= DIRECTIVE =
Write out, word for word, the lines of the data below from the line containing "I need to verify whether any blurred green" up to and including the line containing "xmin=763 ymin=1322 xmax=896 ymax=1344". Output those lines and nothing else.

= GIVEN RECORDS =

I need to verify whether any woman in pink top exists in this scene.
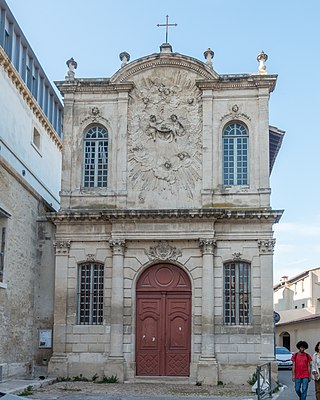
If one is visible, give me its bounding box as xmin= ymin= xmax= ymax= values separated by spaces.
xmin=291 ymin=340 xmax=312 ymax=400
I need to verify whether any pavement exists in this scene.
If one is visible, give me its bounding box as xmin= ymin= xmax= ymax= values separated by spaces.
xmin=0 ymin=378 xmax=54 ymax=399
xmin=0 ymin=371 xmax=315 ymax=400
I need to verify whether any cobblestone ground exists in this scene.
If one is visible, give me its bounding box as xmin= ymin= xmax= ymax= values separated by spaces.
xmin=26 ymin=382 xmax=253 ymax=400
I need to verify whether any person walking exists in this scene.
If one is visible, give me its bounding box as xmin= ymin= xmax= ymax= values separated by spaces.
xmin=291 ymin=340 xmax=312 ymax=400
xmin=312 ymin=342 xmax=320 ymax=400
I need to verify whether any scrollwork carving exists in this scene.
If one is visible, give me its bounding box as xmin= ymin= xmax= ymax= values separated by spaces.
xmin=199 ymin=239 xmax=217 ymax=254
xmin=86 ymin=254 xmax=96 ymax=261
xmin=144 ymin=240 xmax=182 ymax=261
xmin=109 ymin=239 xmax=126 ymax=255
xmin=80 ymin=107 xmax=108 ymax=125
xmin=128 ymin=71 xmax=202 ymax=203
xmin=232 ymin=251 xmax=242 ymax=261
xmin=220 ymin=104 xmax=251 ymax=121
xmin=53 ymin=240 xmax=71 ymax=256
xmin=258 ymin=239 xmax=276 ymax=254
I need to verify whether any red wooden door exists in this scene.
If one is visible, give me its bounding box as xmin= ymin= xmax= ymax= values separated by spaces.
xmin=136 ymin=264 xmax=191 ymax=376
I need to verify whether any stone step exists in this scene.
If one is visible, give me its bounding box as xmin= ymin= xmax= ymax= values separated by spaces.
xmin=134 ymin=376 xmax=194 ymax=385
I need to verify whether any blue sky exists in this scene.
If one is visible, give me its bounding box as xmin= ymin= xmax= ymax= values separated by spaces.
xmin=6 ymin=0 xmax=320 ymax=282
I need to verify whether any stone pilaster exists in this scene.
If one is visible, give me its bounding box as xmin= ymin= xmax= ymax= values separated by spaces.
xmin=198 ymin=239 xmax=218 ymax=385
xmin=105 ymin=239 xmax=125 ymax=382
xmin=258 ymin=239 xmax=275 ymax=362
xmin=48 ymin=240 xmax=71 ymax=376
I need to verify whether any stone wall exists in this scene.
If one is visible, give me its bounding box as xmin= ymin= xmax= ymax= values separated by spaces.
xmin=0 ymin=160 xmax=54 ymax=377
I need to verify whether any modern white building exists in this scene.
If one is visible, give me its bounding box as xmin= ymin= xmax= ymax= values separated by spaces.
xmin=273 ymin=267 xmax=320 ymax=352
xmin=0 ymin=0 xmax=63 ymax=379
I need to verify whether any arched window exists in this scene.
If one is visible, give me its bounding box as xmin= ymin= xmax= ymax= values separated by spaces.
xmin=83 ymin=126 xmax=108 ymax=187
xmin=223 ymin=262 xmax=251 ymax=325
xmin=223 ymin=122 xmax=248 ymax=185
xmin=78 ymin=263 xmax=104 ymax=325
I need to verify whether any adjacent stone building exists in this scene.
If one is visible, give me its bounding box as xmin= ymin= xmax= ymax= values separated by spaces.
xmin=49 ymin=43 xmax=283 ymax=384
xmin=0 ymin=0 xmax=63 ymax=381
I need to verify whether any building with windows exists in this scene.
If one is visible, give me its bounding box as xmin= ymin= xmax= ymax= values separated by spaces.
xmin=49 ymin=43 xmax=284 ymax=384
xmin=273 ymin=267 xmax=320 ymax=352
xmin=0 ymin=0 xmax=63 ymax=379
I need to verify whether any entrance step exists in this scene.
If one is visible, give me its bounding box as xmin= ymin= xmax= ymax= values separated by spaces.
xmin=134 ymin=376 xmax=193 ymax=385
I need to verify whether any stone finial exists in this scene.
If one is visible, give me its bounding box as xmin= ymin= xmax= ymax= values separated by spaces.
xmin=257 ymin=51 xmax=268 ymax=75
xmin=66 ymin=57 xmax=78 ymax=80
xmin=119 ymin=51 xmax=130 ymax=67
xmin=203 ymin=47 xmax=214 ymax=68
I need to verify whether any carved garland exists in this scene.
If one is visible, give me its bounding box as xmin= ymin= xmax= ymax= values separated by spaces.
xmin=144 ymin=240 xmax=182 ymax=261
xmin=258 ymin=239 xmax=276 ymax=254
---
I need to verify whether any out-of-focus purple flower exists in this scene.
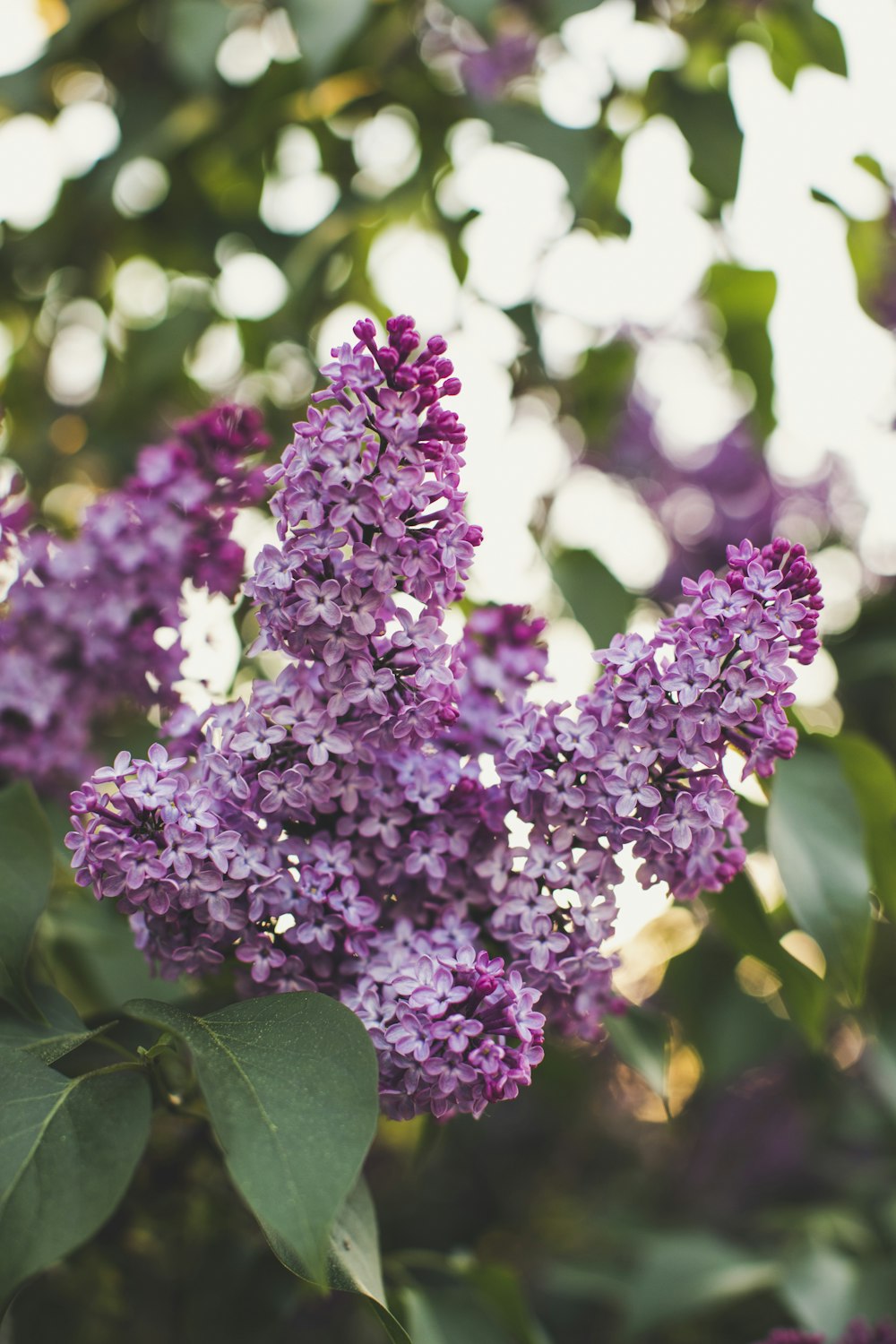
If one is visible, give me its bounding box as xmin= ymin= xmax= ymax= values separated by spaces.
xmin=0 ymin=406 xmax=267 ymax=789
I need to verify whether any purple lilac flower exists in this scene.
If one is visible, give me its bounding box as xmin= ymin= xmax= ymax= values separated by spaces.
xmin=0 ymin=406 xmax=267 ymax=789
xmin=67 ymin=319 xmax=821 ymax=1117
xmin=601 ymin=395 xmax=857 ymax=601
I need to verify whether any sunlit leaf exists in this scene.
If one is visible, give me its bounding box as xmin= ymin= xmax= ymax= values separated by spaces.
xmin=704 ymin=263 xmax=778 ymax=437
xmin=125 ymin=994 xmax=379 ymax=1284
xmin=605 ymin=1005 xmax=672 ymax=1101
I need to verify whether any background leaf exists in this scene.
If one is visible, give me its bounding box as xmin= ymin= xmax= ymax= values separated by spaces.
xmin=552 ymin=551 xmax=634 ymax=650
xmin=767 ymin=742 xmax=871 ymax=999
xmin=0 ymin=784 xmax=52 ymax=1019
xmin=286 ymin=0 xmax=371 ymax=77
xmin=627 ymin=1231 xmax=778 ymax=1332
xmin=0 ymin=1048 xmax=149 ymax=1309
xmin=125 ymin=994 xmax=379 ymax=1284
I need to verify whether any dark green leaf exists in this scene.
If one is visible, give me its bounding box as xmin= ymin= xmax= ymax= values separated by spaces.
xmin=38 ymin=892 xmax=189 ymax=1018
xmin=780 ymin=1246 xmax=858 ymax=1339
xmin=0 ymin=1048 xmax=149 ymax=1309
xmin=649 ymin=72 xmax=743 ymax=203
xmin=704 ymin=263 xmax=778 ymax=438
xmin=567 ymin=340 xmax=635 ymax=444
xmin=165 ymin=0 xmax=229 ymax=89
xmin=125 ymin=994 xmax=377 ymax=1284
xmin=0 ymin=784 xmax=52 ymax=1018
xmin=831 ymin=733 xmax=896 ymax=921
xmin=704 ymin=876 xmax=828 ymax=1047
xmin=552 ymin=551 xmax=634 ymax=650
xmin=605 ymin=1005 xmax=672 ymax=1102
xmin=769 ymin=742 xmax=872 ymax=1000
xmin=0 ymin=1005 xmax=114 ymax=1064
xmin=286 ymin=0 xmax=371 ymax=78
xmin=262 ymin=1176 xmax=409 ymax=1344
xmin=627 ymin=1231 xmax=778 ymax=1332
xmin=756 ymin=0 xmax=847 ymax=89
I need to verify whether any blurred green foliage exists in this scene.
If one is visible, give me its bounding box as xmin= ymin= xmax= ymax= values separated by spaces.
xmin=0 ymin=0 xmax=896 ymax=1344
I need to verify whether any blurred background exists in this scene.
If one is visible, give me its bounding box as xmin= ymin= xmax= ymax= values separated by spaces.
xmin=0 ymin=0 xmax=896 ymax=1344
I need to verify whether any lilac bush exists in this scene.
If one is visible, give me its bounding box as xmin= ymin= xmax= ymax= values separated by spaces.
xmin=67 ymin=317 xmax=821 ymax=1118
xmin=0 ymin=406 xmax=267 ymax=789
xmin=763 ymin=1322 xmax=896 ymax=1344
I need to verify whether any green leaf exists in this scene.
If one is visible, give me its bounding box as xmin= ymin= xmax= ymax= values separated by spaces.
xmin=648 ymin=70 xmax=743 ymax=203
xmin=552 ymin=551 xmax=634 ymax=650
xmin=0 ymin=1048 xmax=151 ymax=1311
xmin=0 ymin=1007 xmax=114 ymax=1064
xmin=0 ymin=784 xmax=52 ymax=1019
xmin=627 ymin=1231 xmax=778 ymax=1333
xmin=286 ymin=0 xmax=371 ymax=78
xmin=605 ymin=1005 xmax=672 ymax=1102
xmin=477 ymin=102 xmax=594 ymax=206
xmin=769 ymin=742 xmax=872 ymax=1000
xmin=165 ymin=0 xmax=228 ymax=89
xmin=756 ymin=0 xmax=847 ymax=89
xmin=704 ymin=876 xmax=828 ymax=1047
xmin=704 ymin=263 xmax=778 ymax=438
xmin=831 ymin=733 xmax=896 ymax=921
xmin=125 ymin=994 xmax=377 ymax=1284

= PROBLEM SOLUTION =
I need to verify whether any blurred green foliage exists in this scene.
If one is visible, give me its bounding box as xmin= ymin= xmax= ymax= values separated by spaces.
xmin=0 ymin=0 xmax=896 ymax=1344
I need to verify whether any blurred background exists in this scene.
If one is visible, give me its bounding box as xmin= ymin= xmax= ymax= values separated by spaces.
xmin=0 ymin=0 xmax=896 ymax=1344
I need to verify whether any lilac bush exists in this scene.
If one is visible, give me its bounding box as xmin= ymin= xmax= ymax= values separated by spaces.
xmin=67 ymin=317 xmax=821 ymax=1118
xmin=0 ymin=406 xmax=267 ymax=789
xmin=763 ymin=1322 xmax=896 ymax=1344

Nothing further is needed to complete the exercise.